[Natural-language object grounding data]
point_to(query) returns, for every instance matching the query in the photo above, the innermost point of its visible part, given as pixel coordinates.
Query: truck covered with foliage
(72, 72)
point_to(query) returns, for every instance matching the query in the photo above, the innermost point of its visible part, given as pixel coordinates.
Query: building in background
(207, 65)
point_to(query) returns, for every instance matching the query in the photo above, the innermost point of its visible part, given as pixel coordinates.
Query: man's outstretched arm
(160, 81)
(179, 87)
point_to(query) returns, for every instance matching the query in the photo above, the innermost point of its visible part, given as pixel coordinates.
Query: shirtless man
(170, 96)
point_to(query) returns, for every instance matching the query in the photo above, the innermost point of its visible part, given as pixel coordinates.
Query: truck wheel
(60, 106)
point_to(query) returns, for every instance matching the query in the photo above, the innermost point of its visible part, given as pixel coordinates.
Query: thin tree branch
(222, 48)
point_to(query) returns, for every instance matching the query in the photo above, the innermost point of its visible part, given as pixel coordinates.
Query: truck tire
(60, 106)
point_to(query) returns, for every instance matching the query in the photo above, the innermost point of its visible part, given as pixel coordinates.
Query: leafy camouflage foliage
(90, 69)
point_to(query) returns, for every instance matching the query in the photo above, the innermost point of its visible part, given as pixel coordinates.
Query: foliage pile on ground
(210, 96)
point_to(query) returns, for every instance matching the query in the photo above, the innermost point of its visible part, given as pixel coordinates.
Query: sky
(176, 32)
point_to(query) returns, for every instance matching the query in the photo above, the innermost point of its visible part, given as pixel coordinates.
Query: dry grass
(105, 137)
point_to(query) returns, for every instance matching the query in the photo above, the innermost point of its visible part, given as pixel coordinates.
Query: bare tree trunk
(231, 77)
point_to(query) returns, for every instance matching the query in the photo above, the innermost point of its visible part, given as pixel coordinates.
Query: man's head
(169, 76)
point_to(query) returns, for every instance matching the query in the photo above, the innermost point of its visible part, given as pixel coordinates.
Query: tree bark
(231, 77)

[Task directions] Reprint every entry exactly.

[Task answer]
point_to(query) returns, for every instance matching the query in the photo above, the innermost point of its visible part, given as pixel coordinates.
Query: truck covered with foliage
(72, 72)
point_to(query) returns, for every instance matching the query in the photo above, the innermost point of its visible part, given as pixel coordinates.
Query: building in background
(207, 65)
point_to(query) returns, for every instance matching the query in the photo above, the innermost point of its visible part, given as pixel coordinates.
Query: man's outstretched arm
(160, 81)
(179, 87)
point_to(query) returns, for every instance matching the query in the photo above, the innermost point of its visible part, given as pixel coordinates.
Query: shirtless man
(170, 96)
point_to(query) returns, for every instance matching the query in the photo above, the innermost point of its visible part, given as pixel coordinates.
Query: truck wheel
(60, 106)
point_to(query) returns, for every instance matching the query in the photo above, the innermost point of its visible part, given as pixel coordinates.
Query: thin tree branch
(222, 48)
point_to(query) returns, for every instance matching the query in the photo above, the innermost point of its visible part, given as pixel coordinates.
Query: truck tire
(60, 106)
point_to(query) returns, for every instance matching the query in the photo above, the innermost point of its visible part, given as pixel coordinates.
Query: leafy camouflage foliage
(90, 69)
point_to(query) returns, for every instance matching the query in the photo above, the innermost point of its visible part, given as pixel coordinates.
Query: foliage pile on ground
(210, 96)
point_to(query) returns, for every instance matching the query in the photo above, the innermost point of its visible part, given as pixel coordinates.
Query: sky
(176, 32)
point_to(query) returns, for every instance matching the query in the photo above, the innermost point of its visible part, given as pixel coordinates.
Query: dry grass
(105, 137)
point_to(query) returns, for every instance matching the query in the photo above, the innermost point of its visible part, given as pixel coordinates.
Query: bare tree trunk
(231, 77)
point_to(query) returns, for every instance matching the query in the photo above, the innermost point of its visible part, given as pixel coordinates.
Query: man's head
(169, 76)
point_to(query) returns, for every instance matching the query in the photo above, the innermost point of its visible part, given as pixel coordinates.
Query: tree bark
(231, 77)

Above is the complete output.